● What you have to do: Return the records below in full. Keep every word exact and skip the images.

::: Data in this exercise :::

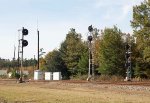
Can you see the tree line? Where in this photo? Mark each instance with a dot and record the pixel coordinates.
(109, 49)
(71, 58)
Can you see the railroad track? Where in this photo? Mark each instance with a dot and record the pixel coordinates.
(141, 83)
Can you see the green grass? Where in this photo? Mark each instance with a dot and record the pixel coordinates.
(54, 92)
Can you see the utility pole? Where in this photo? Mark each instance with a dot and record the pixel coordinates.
(91, 65)
(128, 58)
(38, 48)
(23, 44)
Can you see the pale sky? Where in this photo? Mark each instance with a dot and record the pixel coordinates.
(55, 18)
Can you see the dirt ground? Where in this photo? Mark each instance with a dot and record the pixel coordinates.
(70, 92)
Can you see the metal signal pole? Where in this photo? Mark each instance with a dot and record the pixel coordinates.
(38, 48)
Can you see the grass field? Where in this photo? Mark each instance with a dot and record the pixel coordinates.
(60, 92)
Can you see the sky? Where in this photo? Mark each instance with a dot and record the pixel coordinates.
(54, 18)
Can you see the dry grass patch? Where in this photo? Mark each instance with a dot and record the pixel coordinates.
(57, 92)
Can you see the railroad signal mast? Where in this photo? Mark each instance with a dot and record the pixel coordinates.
(128, 61)
(91, 55)
(24, 43)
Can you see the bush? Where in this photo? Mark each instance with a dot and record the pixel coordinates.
(15, 74)
(3, 76)
(109, 78)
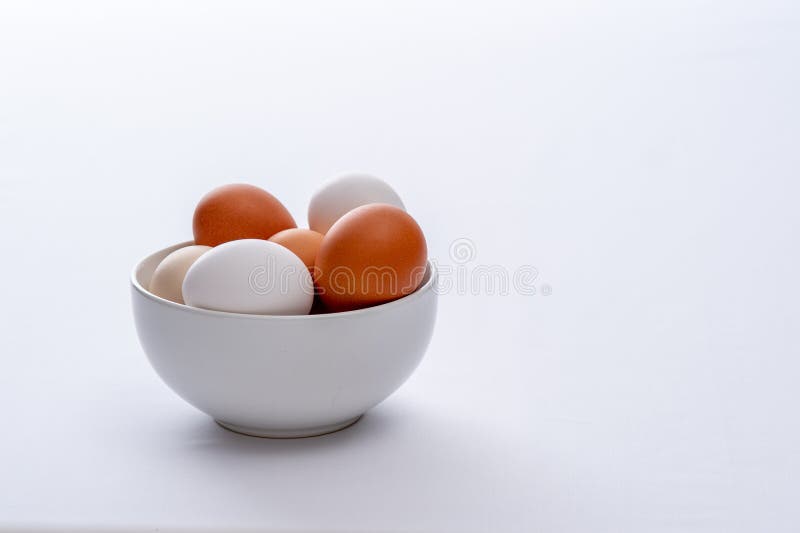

:::

● Exercise answer:
Can you see the tree line? Where in this photo? Mark each instance with a dot and record the pixel coordinates.
(109, 49)
(71, 58)
Can you see the railroad track? Where in this photo? Mark each instance with a dot and record the pixel coordinates.
(141, 83)
Can you see the green grass? Where in this photo? Mark each instance with a dot and record the pixel coordinates.
(54, 92)
Can you see the utility pole? Where in this photo? Mark each instance with a dot and record the pixel coordinates.
(91, 65)
(128, 58)
(38, 48)
(23, 44)
Can you see the pale sky? Where in this photo? Mark each instance with a dot and record the pixel coordinates.
(55, 18)
Can you see the dirt ground? Where in this photo? Mark each instance with a dot and record the pixel coordinates.
(70, 92)
Can you see the metal signal pole? Where in this photo? Mark each instance with a dot and record the pixel coordinates.
(38, 48)
Can you see the grass field? Where in this photo? Mark each instance with a dot and record the pixel coordinates.
(60, 92)
Can you see the sky? Where in this photo? Mark each instance with a dot and record the pixel coordinates.
(54, 18)
Can you see the dry grass patch? Where in this photo? Mark each instance with a dot and record the pixel coordinates.
(57, 92)
Can you see the railroad signal mast? Where in this photo? Mark each instance with a dot and record the pixel coordinates.
(128, 61)
(91, 55)
(24, 43)
Can you see the bush? Where in this photo? Mark each instance with a dot and record the pixel coordinates.
(15, 74)
(3, 76)
(109, 78)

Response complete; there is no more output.